---- Source text

The fresh clean air clings to your lungs and your skin is damp from the second you enter the trees. On the forest floor are the remains of trees of times gone by, and yet they live on by fuelling the next generation of saplings. The Monteverde Cloud Forest, or Bosque Nuboso Monteverde as it is also known, is one of the most eco-diverse places I have ever visited. It has masses of wildlife in all shapes and sizes, from frogs, birds and insects, to snakes, monkeys, sloths and even cats! Although it’s rare to see these. Birdwatchers flock to the area to spot and study unique species.

Read: Planning your trip to Saxon-Switzerland National Park

Lucy sitting on the Hanging Bridge at Monteverde

Visiting the Monteverde Cloud Forest Nature Reserve:

How to get there? Combining with other Costa Rica stops

If you’re travelling from San José, getting to Monteverde is the cheapest and easiest. You can arrive by public bus, the most cost-efficient option and perfectly comfortable. The bus runs twice daily, once in the morning and once in the afternoon, and it takes around 4.5 hours. From San José, the bus leaves from the Downtown station, Terminal 7-10 and runs with Transmonteverde.

If you have visited nearby La Fortuna, you can get a shuttle to Monteverde, but not a direct bus. This is the route I took and the shuttle – which I booked via Selina Hostel for $26. These run at 8am and 2pm, and take around 3-4 hours to arrive. If you are travelling as a group, hiring a car may be the best option as splitting the cost gives you freedom and flexibility in your schedule, but on a budget.

Read: Envision 2020: Why go to a music festival solo?

Macro nature shots from Monteverde, red spotted plant with berries close up in the jungle

When to visit? How long do I need?

It’s important to remember that Costa Rica has a dry season (December to May) when prices are higher and attractions are busier. But this also means the best weather for hiking the Monteverde Cloud Forest and least rain. In the wet season (May to December), this is also possible, but the weather may be more unpredictable, and if rains are heavy, I imagine that some parts of the forest paths might be more slippery or even inaccessible. I visited at the beginning of March, and despite the weather being perfect, I found the park quiet and peaceful. It was easy to escape the tour groups and have whole trails to myself.

You can easily hike the entire Cloud Forest independently in one day, it took me from 9am until 2pm, others might be faster/slower. Or you can break up the trails across different days, but you will have to pay the entrance fee each time you enter. I recommend spending at least 2 full days in Monteverde – this gives you a day for the forest and a day to either enjoy the town, take a coffee tour or visit some of the other local attractions.

How much does it cost?

Entry to the Cloud Forest costs $26 per adult, this is payable in cash or by card. Discounts available for those with a student card, and the elderly/children.

--------
---- Provided information

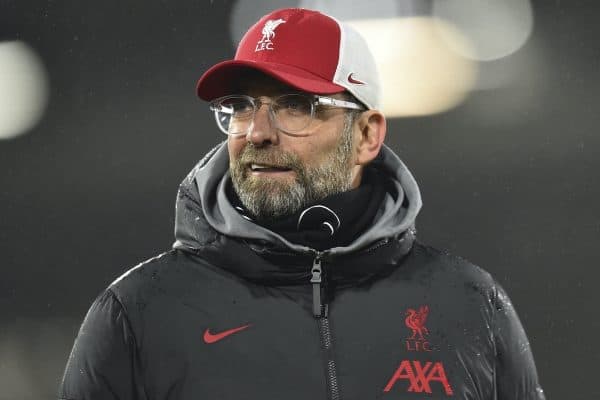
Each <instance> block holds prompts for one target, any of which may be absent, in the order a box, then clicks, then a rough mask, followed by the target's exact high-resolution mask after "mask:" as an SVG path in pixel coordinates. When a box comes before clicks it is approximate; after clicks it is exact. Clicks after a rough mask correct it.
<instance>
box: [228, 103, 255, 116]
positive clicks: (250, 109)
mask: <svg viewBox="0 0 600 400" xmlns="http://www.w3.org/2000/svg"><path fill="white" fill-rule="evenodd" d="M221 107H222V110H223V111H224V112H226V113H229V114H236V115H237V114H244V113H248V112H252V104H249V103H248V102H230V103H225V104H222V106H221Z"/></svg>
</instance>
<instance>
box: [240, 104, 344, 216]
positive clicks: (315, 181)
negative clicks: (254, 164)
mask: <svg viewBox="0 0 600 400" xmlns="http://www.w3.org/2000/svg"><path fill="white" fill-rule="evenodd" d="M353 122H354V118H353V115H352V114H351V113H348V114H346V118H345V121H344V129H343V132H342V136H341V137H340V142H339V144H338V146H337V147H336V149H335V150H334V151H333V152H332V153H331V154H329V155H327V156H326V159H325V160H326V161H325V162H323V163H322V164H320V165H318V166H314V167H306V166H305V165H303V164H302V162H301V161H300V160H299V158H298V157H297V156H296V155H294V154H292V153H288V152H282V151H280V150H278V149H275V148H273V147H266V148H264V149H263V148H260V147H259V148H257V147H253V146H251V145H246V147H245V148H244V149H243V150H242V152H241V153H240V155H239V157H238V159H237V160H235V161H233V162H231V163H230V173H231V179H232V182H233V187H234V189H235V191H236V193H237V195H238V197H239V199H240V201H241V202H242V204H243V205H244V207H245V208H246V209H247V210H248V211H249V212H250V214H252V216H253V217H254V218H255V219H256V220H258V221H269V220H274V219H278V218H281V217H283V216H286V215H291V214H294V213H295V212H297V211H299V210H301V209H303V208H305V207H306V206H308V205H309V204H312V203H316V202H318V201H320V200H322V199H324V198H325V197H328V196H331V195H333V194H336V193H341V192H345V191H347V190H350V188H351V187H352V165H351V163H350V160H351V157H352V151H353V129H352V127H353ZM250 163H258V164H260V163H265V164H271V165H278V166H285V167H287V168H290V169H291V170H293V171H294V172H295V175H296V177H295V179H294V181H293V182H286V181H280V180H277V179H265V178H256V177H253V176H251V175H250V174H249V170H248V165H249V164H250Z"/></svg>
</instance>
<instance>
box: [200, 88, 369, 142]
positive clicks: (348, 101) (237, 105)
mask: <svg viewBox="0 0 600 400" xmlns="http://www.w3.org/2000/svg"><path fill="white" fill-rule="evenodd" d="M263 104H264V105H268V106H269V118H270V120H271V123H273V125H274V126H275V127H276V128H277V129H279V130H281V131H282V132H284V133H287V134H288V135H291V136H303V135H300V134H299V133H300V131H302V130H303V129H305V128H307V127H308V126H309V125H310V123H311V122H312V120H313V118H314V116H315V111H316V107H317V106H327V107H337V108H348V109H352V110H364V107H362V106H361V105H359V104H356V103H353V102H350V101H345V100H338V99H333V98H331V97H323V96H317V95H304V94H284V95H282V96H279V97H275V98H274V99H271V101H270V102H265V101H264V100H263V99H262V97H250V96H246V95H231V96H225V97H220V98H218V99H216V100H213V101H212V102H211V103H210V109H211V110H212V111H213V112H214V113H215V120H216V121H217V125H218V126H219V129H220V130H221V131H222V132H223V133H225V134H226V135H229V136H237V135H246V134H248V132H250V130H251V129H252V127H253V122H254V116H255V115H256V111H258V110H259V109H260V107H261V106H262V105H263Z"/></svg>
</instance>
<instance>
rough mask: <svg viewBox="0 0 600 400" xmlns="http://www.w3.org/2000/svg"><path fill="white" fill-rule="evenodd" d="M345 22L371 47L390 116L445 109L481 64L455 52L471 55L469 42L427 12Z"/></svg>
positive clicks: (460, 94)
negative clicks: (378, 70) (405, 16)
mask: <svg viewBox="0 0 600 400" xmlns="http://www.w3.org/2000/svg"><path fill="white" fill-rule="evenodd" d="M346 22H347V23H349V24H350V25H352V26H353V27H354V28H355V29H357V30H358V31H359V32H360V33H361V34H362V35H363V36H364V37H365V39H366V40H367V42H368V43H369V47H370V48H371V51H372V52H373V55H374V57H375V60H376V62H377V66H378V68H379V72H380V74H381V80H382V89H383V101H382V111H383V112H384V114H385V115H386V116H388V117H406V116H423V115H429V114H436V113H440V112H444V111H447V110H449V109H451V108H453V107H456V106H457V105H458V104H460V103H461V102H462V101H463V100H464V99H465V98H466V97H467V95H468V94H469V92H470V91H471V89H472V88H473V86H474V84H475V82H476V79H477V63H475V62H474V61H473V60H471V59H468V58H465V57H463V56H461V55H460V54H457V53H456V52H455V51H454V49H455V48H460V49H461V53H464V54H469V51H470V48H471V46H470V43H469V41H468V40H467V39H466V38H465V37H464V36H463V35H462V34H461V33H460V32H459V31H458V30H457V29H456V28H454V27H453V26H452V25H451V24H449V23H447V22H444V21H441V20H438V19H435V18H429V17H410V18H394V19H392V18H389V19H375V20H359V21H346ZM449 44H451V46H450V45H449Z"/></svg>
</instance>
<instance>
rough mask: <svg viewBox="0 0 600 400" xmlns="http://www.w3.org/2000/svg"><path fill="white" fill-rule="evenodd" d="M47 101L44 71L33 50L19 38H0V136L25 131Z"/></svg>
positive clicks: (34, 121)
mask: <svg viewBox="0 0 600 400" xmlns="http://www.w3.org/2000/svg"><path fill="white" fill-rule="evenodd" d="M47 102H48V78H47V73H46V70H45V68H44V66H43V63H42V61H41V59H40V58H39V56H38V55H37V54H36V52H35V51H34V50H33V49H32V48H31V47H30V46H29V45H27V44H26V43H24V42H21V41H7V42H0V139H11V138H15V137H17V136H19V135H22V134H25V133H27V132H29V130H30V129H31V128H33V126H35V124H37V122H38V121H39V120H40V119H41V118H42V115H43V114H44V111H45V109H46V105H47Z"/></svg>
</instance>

--------

Copy the Monteverde travel text from "How to get there?" to "on a budget.", renaming "shuttle" as "minibus" throughout. The rows are separate material from the Monteverde travel text.

How to get there? Combining with other Costa Rica stops

If you’re travelling from San José, getting to Monteverde is the cheapest and easiest. You can arrive by public bus, the most cost-efficient option and perfectly comfortable. The bus runs twice daily, once in the morning and once in the afternoon, and it takes around 4.5 hours. From San José, the bus leaves from the Downtown station, Terminal 7-10 and runs with Transmonteverde.

If you have visited nearby La Fortuna, you can get a minibus to Monteverde, but not a direct bus. This is the route I took and the minibus – which I booked via Selina Hostel for $26. These run at 8am and 2pm, and take around 3-4 hours to arrive. If you are travelling as a group, hiring a car may be the best option as splitting the cost gives you freedom and flexibility in your schedule, but on a budget.